## Opdracht 1
Waarin geeft de nieuwe bijlage in de begroting volgens de leestekst inzicht?
## Opdracht 2
Schrijf uit de leestekst het deel over dat opent met de woorden "Een aantal zorgbrede" en sluit met "een apart hoofdstuk.".

## Leestekst
________

3. Een nieuwe artikel Modernisering AWBZ

De functionalisering en ontschotting van de AWBZ wijst voor de toekomst naar één AWBZ-brede sector en integratie daarvan in één beleidsartikel. De nieuwe PGB-regeling vormt als het ware de voorloper voor de gefunctionaliseerde AWBZ. Toedeling naar de sectoren Verpleging, Verzorging, Ouderen, Gehandicapten en Geestelijke gezondheidszorg, Verslavingszorg en Maatschappelijke opvang is nu al voor de PGB's niet meer mogelijk. In het onderhavige artikel worden de PGB-budgetten samengebracht uit de diverse beleidsartikelen/hoofdstukken uit de Zorgnota. Verder gaat dit artikel in op de modernisering van de AWBZ.

4. Voorwaardenscheppende/sectoroverstijgende onderwerpen

Een aantal zorgbrede voorwaardenscheppende/sectoroverstijgende zaken zoals opleidingen, kwaliteitsbeleid, ethiek, het informatiebeleid en het patiënten- en consumentenbeleid wordt ondergebracht in een afzonderlijk beleidsartikel. Indien deze onderwerpen worden uitgewerkt c.q. worden toegepast in de zorgsectoren, worden ze opgenomen in de betreffende «sector»artikelen.

5. Apart artikel Zorgverzekeringen

Gelet op het belang van het systeem en de uitvoering van de zorgverzekeringen worden de zelfstandige bestuursorganen in de topstructuur en de beheerskosten in een afzonderlijk artikel ondergebracht. De Zorgnota kende voor zorgverzekeringen al een apart hoofdstuk.

6. Bijlage financieel overzicht zorg

In een nieuwe bijlage in de begroting wordt inzicht gegeven in de ontwikkeling van het Budgettaire Kader Zorg. Begrotings- en premiemiddelen zullen hierin beide worden toegelicht zodat een totaal overzicht ontstaat over de middelen die in de zorg omgaan.

________

## Datasetfragmenten

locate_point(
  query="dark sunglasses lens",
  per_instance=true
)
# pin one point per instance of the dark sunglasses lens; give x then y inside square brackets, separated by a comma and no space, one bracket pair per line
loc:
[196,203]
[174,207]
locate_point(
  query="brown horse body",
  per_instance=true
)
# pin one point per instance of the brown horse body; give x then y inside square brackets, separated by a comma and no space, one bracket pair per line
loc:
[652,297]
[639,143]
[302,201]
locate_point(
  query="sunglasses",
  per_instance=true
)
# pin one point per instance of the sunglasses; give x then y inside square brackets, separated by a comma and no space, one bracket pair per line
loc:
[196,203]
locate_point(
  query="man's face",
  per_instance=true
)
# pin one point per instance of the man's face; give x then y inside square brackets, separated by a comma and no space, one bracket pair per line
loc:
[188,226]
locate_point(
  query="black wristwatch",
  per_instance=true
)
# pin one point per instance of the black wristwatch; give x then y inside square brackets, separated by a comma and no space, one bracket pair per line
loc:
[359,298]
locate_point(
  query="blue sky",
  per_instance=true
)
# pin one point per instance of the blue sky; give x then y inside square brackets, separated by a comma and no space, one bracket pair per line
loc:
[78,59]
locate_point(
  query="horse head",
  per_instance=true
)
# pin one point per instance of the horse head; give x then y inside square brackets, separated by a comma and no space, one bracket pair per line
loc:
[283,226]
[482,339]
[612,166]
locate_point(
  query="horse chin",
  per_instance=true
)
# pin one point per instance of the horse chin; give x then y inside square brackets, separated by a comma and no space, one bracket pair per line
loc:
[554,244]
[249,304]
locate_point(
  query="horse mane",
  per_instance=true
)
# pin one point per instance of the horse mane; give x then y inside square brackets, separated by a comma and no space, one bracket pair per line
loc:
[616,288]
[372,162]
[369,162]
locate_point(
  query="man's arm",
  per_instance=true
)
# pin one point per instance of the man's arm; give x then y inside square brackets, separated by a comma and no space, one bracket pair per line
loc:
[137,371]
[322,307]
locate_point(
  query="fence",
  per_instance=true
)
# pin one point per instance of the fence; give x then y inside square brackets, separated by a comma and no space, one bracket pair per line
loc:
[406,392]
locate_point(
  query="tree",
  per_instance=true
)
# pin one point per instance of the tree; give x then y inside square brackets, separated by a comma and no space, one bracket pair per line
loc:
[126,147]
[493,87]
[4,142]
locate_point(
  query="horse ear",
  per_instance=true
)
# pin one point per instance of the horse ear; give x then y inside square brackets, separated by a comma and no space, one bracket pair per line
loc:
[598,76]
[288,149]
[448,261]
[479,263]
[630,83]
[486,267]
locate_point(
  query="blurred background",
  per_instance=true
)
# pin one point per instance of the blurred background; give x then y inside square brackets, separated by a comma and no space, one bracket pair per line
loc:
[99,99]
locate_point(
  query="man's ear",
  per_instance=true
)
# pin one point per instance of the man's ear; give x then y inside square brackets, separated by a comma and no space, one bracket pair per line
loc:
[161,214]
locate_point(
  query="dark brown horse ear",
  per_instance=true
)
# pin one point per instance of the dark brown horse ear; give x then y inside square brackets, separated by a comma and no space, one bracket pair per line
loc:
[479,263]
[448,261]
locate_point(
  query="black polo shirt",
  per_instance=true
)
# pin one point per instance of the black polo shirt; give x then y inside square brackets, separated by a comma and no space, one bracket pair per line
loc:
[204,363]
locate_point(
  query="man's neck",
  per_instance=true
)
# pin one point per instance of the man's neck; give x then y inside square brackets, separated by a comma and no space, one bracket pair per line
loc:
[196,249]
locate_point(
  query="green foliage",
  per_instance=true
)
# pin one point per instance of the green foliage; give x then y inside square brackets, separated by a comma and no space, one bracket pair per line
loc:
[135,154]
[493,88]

________

## Antwoordruimte 1
In de ontwikkeling van het Budgettaire Kader Zorg.

## Antwoordruimte 2
Een aantal zorgbrede voorwaardenscheppende/sectoroverstijgende zaken zoals opleidingen, kwaliteitsbeleid, ethiek, het informatiebeleid en het patiënten- en consumentenbeleid wordt ondergebracht in een afzonderlijk beleidsartikel. Indien deze onderwerpen worden uitgewerkt c.q. worden toegepast in de zorgsectoren, worden ze opgenomen in de betreffende «sector»artikelen.

5. Apart artikel Zorgverzekeringen

Gelet op het belang van het systeem en de uitvoering van de zorgverzekeringen worden de zelfstandige bestuursorganen in de topstructuur en de beheerskosten in een afzonderlijk artikel ondergebracht. De Zorgnota kende voor zorgverzekeringen al een apart hoofdstuk.